[Stored items]

■ ■ ■

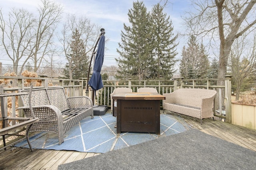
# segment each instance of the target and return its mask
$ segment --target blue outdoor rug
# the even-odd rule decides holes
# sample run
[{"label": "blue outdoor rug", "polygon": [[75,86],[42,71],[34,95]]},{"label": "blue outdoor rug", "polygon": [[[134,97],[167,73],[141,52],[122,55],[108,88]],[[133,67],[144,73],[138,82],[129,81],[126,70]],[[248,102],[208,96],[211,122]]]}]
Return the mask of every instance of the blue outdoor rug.
[{"label": "blue outdoor rug", "polygon": [[[190,129],[185,122],[180,123],[170,115],[160,116],[160,135],[142,133],[116,133],[116,118],[106,113],[90,116],[81,121],[64,134],[64,142],[58,145],[58,135],[42,132],[31,137],[34,149],[105,153],[156,139],[186,131]],[[15,145],[29,148],[26,140]]]}]

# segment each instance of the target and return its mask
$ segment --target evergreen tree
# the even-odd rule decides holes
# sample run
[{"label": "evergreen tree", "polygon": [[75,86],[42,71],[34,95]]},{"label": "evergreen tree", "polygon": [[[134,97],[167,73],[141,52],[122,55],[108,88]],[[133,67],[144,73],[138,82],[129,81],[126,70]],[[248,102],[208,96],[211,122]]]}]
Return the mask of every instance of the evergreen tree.
[{"label": "evergreen tree", "polygon": [[86,55],[85,47],[81,34],[76,29],[73,33],[68,61],[64,69],[64,74],[70,79],[87,77],[89,68],[89,56]]},{"label": "evergreen tree", "polygon": [[155,59],[154,76],[158,79],[161,77],[170,79],[174,73],[174,65],[177,61],[174,59],[178,53],[175,41],[178,37],[172,33],[173,27],[170,16],[166,17],[163,12],[163,7],[159,4],[154,6],[151,16],[153,23],[153,55]]},{"label": "evergreen tree", "polygon": [[124,24],[125,32],[121,31],[122,42],[118,43],[121,49],[117,49],[121,56],[116,59],[119,68],[117,78],[143,80],[150,76],[149,66],[154,59],[150,14],[143,2],[137,1],[129,10],[128,17],[131,25]]},{"label": "evergreen tree", "polygon": [[[188,47],[183,47],[182,56],[180,65],[181,76],[185,78],[203,78],[208,76],[210,64],[208,56],[202,44],[200,46],[196,37],[192,35],[188,43]],[[192,76],[192,74],[194,74]]]}]

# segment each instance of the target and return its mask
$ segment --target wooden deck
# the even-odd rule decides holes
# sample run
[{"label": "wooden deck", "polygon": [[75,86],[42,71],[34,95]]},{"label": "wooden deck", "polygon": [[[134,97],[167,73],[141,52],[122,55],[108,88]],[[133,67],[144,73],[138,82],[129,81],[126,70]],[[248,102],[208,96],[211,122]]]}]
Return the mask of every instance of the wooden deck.
[{"label": "wooden deck", "polygon": [[[161,113],[164,113],[162,110]],[[216,118],[215,121],[212,119],[204,119],[201,125],[200,120],[197,119],[166,110],[164,113],[172,114],[181,122],[185,121],[192,128],[256,152],[256,130],[228,123],[218,118]],[[31,152],[29,149],[10,147],[6,150],[0,151],[0,169],[56,170],[59,165],[99,154],[44,149]]]}]

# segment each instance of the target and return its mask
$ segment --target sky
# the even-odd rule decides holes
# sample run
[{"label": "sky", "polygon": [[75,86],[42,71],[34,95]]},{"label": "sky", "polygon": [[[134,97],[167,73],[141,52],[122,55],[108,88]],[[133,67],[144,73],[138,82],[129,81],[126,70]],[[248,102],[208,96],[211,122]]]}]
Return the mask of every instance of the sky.
[{"label": "sky", "polygon": [[[153,6],[160,0],[144,0],[143,2],[148,11],[151,11]],[[164,12],[170,16],[174,27],[174,33],[176,34],[182,31],[182,20],[181,16],[189,10],[188,0],[169,0],[170,2],[164,10]],[[118,58],[116,52],[118,48],[118,43],[121,42],[121,31],[124,30],[124,23],[129,25],[128,13],[132,8],[133,0],[55,0],[55,2],[63,6],[64,12],[74,14],[76,16],[85,16],[91,21],[104,28],[106,38],[109,39],[106,46],[103,65],[116,65],[115,58]],[[0,7],[5,14],[7,14],[10,9],[13,7],[22,8],[31,12],[35,12],[40,0],[0,0]],[[99,30],[99,34],[100,33]],[[187,42],[187,40],[179,38],[177,50],[178,53],[177,59],[181,59],[182,47]],[[0,59],[7,59],[0,53]],[[2,60],[4,64],[6,62]],[[178,66],[178,65],[176,66]]]}]

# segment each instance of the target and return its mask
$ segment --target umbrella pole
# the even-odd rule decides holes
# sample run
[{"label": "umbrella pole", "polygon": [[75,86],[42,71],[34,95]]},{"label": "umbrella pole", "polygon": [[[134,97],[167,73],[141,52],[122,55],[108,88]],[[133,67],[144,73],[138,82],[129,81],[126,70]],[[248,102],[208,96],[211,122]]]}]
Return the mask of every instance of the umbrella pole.
[{"label": "umbrella pole", "polygon": [[[101,35],[102,35],[104,33],[105,33],[105,29],[104,28],[101,28],[100,29],[100,31],[101,32],[100,33],[100,36],[99,36],[98,38],[98,40],[97,40],[97,41],[96,42],[96,44],[95,45],[95,46],[94,46],[94,47],[93,49],[93,51],[92,51],[92,57],[91,57],[91,59],[90,59],[90,64],[89,65],[89,69],[88,70],[88,74],[87,74],[87,82],[86,83],[86,93],[88,93],[89,92],[89,89],[88,89],[89,87],[88,87],[88,81],[89,81],[89,76],[90,75],[90,68],[91,68],[91,65],[92,64],[92,57],[93,57],[93,55],[94,55],[94,54],[96,53],[95,49],[96,49],[96,47],[97,46],[97,45],[98,44],[98,43],[99,42],[99,41],[100,41],[100,36]],[[94,96],[94,94],[93,94],[92,96]]]},{"label": "umbrella pole", "polygon": [[95,94],[95,93],[96,92],[96,91],[94,90],[92,90],[92,106],[94,106],[94,102],[95,102],[94,101],[94,94]]}]

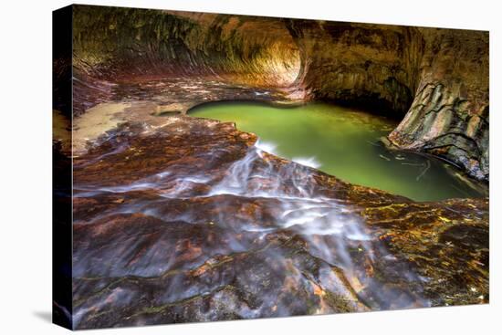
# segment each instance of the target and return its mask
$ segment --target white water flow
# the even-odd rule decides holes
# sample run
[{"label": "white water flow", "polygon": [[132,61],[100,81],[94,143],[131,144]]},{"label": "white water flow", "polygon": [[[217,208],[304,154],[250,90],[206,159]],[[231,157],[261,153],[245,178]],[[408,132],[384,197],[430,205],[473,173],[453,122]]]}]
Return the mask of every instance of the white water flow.
[{"label": "white water flow", "polygon": [[[118,213],[141,213],[166,222],[183,221],[195,225],[211,222],[227,227],[235,234],[248,235],[247,240],[228,238],[225,246],[214,247],[205,255],[204,261],[221,254],[246,251],[255,238],[264,239],[267,235],[279,232],[293,233],[306,242],[305,248],[309,254],[322,262],[316,280],[323,289],[349,299],[364,301],[371,309],[430,306],[429,301],[417,293],[420,288],[416,288],[426,279],[419,277],[406,264],[398,261],[386,250],[375,233],[353,214],[357,208],[337,199],[317,194],[319,186],[314,178],[313,170],[305,166],[315,166],[314,160],[303,159],[307,162],[305,165],[301,165],[302,160],[298,160],[298,163],[274,164],[264,159],[267,151],[273,152],[274,145],[258,141],[248,150],[245,157],[228,167],[223,178],[203,173],[181,174],[172,169],[126,186],[77,187],[75,196],[154,189],[160,193],[159,200],[119,205],[111,212],[105,211],[97,218]],[[211,211],[212,217],[201,218],[196,206],[189,207],[183,213],[162,210],[165,202],[210,197],[218,197],[217,201],[211,203],[214,207]],[[235,201],[242,199],[257,202],[254,203],[258,204],[252,215],[241,215],[239,206],[242,202]],[[92,221],[87,222],[90,223]],[[154,251],[152,250],[152,253]],[[277,251],[275,253],[273,256],[277,262],[288,261],[288,256]],[[200,264],[187,264],[186,267]],[[132,272],[112,271],[108,275],[148,277],[170,270],[170,267],[171,264],[152,264],[151,267],[145,265]],[[332,268],[339,271],[333,272]],[[392,278],[392,282],[376,279],[373,270],[369,271],[368,268],[382,271],[379,277]],[[389,273],[385,273],[387,268]],[[413,293],[406,288],[407,283],[409,287],[415,288]],[[173,289],[174,292],[183,288]],[[249,316],[253,315],[259,315],[259,312],[255,310]],[[287,311],[285,315],[288,315]]]}]

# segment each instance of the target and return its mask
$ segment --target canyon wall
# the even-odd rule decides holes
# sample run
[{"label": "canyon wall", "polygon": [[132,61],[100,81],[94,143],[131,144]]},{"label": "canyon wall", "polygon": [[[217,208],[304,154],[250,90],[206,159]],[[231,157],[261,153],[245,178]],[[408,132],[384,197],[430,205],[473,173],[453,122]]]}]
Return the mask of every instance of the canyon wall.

■ ■ ■

- **WHAT THE EXERCISE ASKS**
Count the lines in the rows above that contain the word "every", treating case as significant. Give only the number.

- **PROBLEM SOLUTION**
7